• [WORK TO COMPLETE]: From the first line to the last, copy the listing exactly and omit the images.

• [MATERIAL TO PROCESS]:
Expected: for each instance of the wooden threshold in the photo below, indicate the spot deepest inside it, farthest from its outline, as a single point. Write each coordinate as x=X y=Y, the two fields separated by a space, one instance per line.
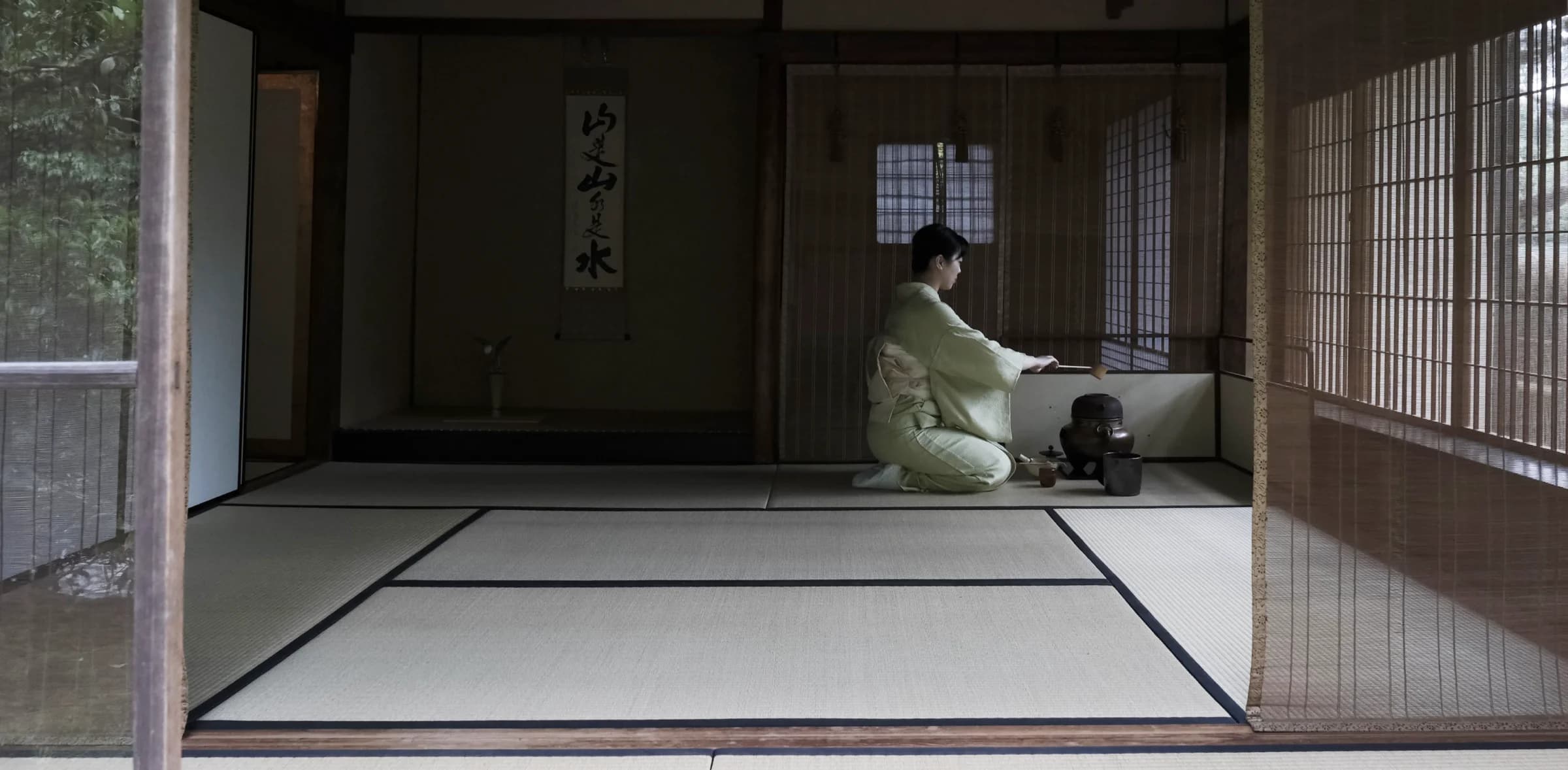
x=935 y=737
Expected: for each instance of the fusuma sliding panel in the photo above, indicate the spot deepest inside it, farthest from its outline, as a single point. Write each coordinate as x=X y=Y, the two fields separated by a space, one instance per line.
x=220 y=214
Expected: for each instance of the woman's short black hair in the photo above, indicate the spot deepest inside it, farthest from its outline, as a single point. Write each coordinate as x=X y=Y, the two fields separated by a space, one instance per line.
x=935 y=241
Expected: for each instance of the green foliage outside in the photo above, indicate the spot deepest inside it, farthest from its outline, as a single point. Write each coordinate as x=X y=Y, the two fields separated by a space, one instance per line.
x=69 y=104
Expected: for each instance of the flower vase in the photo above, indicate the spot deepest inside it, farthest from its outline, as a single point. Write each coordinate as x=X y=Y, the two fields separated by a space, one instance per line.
x=498 y=388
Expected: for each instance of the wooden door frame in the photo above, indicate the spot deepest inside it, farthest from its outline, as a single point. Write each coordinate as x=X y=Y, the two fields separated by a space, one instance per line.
x=306 y=85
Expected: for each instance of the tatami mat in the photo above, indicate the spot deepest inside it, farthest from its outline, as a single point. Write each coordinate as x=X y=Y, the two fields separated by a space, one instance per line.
x=256 y=469
x=932 y=544
x=257 y=578
x=725 y=654
x=523 y=486
x=1192 y=570
x=1463 y=760
x=1164 y=484
x=389 y=763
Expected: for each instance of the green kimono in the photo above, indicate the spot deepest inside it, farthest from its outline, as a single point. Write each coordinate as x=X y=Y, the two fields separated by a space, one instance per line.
x=941 y=397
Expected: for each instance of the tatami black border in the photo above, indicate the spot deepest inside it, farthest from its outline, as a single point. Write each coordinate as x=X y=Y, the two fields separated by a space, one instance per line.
x=977 y=722
x=757 y=584
x=331 y=620
x=731 y=509
x=323 y=753
x=1235 y=748
x=1260 y=748
x=1237 y=714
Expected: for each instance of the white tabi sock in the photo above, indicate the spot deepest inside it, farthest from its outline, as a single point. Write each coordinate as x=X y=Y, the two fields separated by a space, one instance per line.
x=880 y=477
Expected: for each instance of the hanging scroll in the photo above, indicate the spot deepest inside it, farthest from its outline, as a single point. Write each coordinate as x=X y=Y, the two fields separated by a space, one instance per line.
x=593 y=270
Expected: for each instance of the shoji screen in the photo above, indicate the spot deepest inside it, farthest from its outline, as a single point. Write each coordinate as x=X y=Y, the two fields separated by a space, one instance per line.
x=1090 y=197
x=1413 y=286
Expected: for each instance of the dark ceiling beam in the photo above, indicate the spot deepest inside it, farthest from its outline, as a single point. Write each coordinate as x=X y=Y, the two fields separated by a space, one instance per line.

• [WRITTEN RESPONSE]:
Expected: for each instance of the wooden threshold in the photo below, indicate the spot deepest inside it, farthest from its outline, as a single point. Write each coordinate as x=X y=Y, the two fields separated by a space, one instance per line.
x=935 y=737
Expected: for each instance of the fusuma sliding panel in the photo above, indicate the spot deepest inside it, farthest from its outline, as a single point. Write each coordinate as x=X y=Y, the two fields separated by a space, one instance per line.
x=220 y=214
Expected: for each instance of the woman's short black hair in the photo above, indicate the spot deepest inside it, farthest from its outline, as a single point. Write each coordinate as x=X y=Y, the two fields separated by a space, one instance per line.
x=935 y=241
Expected: for each instance of the green foliage outside in the photo above, indicate the spot deepest inside it, farthest from its outline, as a single point. Write each coordinate as x=X y=Y, the two fields separated by a space, one instance per line.
x=69 y=104
Expected: for each instance of the flower vase in the photo above, indicate the spot deepest inside it, farthest from its outline, as a single point. Write each coordinate as x=X y=Y, the two fields separated by a space, one instance per line.
x=498 y=388
Expected: for each instance of the wooden door frame in the photo above, indicate the spot deepest inside it, farthest from its outline, as a single point. Write each coordinate as x=X y=Y, the two fields separated by a space, one instance per line.
x=306 y=85
Expected: for each instance of the tatami mat in the photo above, indicate the spot deepest inside it, farthest from its outline, as a single point. Write each coordinate as x=X y=Y, the two fields separated by a space, one instance per line.
x=256 y=469
x=932 y=544
x=257 y=578
x=725 y=654
x=523 y=486
x=1192 y=570
x=1463 y=760
x=1164 y=484
x=389 y=763
Expected: for each instance of the green kimono in the photo above, indicate the spot deepest inside it, farthest from its outline, as a single point. Write each coordinate as x=X y=Y, the two fields separated by a space, one instance per line.
x=941 y=397
Expected: for each instance of the tatami black border in the photo above, indicate the spot deepest inside it, farthest from its outline, as a single point. Write each coordinate as x=X y=Y, the two fields separated by a space, one instance per line.
x=977 y=722
x=757 y=584
x=331 y=620
x=731 y=509
x=323 y=753
x=1235 y=748
x=1260 y=748
x=1237 y=714
Expected: for each instance of the white tabi sock in the photo above, indicate the spot deepest inside it, farthest from its outline, as a single point. Write each coordinate as x=X y=Y, the two fields separated by a space, one instance per line.
x=880 y=477
Expected: for each instance of the hanging scroll in the photo above, indicate the spot deepest inside it, farthest from its outline, as a single point. Write each coordinate as x=X y=Y, the two fields separated by a space, one instance per line.
x=593 y=270
Expected: for each instance of the shoji screen in the photo above, indicate the spot deepest inside it, farthest from its outline, as a single point. Write each coordinate as x=X y=Y, the two fields separated by a space, one instance per line.
x=1090 y=197
x=1413 y=286
Expected: for each instance of the dark ceiling beam in the photo above, indicate the spot deepest inside it, farthest from its outline, as a single point. Write each coordinate as x=X y=Y, the two fields separated by a space, one instance per line.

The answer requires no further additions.